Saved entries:
————

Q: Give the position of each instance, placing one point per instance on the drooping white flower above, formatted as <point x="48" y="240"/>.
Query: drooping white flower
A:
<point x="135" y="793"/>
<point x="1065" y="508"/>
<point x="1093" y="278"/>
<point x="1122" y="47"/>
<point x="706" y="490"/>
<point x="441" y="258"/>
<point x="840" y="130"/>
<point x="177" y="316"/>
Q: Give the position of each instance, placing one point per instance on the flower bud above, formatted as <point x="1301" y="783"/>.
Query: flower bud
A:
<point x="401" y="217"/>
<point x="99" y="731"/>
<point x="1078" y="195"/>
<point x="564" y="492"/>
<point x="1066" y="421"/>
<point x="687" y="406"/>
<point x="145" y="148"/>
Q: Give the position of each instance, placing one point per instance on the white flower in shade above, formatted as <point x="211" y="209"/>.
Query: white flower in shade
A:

————

Copy the rows from the line containing "on the white" through the end of the rows, renaming "in shade" to "in sunlight" and leaving everything else unchanged.

Q: Give the position of each instance, placing one point per instance on the white flower in sunlight above, formatted as <point x="211" y="209"/>.
Query: white flower in sunlight
A:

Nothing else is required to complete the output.